[Start of Attachment]
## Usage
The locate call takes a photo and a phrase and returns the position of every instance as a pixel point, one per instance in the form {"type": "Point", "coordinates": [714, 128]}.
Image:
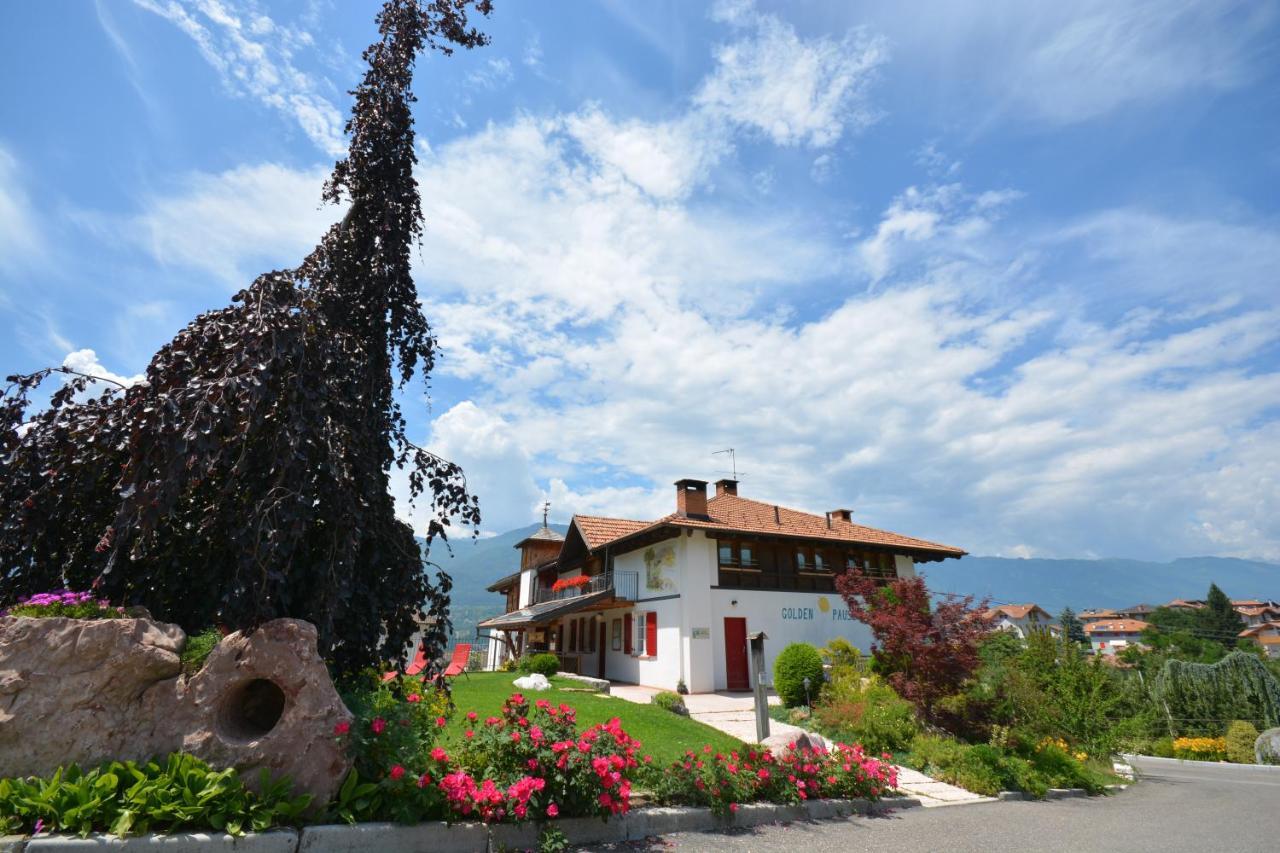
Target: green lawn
{"type": "Point", "coordinates": [663, 734]}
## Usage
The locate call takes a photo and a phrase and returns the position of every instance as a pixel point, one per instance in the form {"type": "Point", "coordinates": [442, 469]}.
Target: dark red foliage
{"type": "Point", "coordinates": [926, 652]}
{"type": "Point", "coordinates": [247, 477]}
[End of Attachment]
> [What you should do]: Copy each line of the listing that holds the word "photo".

> [Finished exercise]:
The locate call takes a photo and a phrase and returns the position of every instance as a pixel point, one per instance in the form {"type": "Point", "coordinates": [714, 128]}.
The locate call takes a photo and a phrase and returns the position of every instance as a pixel point, one per instance in the form {"type": "Point", "coordinates": [442, 469]}.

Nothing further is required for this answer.